Copy out nothing but the line containing "metal pole | locate" and the lines that follow it to the end of the entries, exactly as they stand.
═══ The records ═══
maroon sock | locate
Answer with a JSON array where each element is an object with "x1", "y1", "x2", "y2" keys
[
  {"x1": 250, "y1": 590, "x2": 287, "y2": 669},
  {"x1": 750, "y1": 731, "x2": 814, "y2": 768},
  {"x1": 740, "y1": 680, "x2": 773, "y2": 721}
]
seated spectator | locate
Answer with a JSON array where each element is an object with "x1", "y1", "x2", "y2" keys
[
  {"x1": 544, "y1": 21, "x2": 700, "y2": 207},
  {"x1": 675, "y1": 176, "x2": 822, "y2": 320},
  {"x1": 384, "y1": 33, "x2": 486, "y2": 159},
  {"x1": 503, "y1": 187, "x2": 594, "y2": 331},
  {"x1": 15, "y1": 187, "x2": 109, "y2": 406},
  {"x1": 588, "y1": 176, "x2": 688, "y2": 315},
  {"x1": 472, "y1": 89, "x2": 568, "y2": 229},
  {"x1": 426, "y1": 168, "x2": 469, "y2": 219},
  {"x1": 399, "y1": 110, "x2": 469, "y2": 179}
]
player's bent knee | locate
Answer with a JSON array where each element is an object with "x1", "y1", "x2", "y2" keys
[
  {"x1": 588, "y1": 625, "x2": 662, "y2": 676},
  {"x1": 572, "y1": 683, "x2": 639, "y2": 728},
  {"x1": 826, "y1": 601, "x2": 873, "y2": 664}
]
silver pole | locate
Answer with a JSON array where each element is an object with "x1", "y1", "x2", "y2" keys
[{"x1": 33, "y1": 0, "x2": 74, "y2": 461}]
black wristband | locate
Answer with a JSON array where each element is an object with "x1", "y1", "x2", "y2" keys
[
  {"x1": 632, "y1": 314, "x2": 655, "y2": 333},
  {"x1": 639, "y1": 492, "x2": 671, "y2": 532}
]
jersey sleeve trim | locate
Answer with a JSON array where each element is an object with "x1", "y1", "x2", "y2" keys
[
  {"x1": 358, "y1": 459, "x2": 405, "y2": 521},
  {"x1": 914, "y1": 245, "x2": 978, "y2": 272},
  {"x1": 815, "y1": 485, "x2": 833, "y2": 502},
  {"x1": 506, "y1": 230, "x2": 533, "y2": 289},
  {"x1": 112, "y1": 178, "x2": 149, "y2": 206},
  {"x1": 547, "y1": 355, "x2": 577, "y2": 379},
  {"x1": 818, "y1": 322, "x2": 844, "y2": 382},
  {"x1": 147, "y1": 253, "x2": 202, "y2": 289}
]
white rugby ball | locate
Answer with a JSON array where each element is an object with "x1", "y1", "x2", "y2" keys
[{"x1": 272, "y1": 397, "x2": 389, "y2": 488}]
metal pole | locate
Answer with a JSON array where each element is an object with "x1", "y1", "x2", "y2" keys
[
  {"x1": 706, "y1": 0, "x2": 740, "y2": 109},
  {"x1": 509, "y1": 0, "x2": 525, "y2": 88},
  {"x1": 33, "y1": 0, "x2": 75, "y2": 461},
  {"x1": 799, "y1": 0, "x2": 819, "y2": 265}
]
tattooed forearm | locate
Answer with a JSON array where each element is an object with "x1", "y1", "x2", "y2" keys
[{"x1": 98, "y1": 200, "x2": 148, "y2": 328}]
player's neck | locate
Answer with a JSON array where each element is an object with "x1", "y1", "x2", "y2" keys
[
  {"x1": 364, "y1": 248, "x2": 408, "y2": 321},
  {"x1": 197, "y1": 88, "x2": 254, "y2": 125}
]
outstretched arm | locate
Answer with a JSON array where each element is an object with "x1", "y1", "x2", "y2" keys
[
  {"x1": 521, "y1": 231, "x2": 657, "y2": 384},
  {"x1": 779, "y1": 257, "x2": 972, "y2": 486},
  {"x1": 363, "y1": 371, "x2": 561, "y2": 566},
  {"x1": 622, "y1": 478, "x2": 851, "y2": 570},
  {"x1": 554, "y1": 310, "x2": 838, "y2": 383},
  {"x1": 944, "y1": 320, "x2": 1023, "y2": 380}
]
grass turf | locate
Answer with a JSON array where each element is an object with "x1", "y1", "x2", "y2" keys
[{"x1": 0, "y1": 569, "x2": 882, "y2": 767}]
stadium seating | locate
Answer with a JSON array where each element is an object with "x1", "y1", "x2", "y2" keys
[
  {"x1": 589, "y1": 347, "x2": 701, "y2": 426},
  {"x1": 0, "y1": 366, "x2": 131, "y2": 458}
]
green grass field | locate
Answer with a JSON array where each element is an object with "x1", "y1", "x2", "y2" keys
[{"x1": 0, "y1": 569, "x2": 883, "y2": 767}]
═══
## Written reply
metal pole | locate
Answer with a JSON array where each element is an object with "x1", "y1", "x2", "y2" keys
[
  {"x1": 706, "y1": 0, "x2": 740, "y2": 109},
  {"x1": 509, "y1": 0, "x2": 525, "y2": 88},
  {"x1": 33, "y1": 0, "x2": 75, "y2": 461},
  {"x1": 799, "y1": 0, "x2": 819, "y2": 265}
]
tattooed forearm | locate
Answer with a JSON array where each element is an object with "x1", "y1", "x2", "y2" keys
[{"x1": 98, "y1": 200, "x2": 148, "y2": 328}]
player's neck | locate
Answer with a JSON array where each element is an object with "x1", "y1", "x2", "y2" keys
[
  {"x1": 364, "y1": 248, "x2": 408, "y2": 321},
  {"x1": 197, "y1": 88, "x2": 254, "y2": 125}
]
outstretched arm | locate
Answer with a JSON array where each element is an object with "x1", "y1", "x2", "y2" keys
[
  {"x1": 521, "y1": 231, "x2": 657, "y2": 384},
  {"x1": 779, "y1": 257, "x2": 972, "y2": 486},
  {"x1": 363, "y1": 371, "x2": 561, "y2": 566},
  {"x1": 622, "y1": 478, "x2": 851, "y2": 570},
  {"x1": 554, "y1": 310, "x2": 838, "y2": 383},
  {"x1": 944, "y1": 320, "x2": 1023, "y2": 380}
]
grass turf | locate
Answer with a JSON array where each element is an object with "x1", "y1", "x2", "y2" keys
[{"x1": 0, "y1": 569, "x2": 882, "y2": 767}]
stadium seating | locate
Answer with a JSON array where each element is an object with "x1", "y1", "x2", "y2" keys
[
  {"x1": 589, "y1": 347, "x2": 701, "y2": 426},
  {"x1": 0, "y1": 366, "x2": 131, "y2": 458}
]
green grass field | locate
Answer with a JSON array where each element is an object with "x1", "y1", "x2", "y2" keys
[{"x1": 0, "y1": 569, "x2": 883, "y2": 767}]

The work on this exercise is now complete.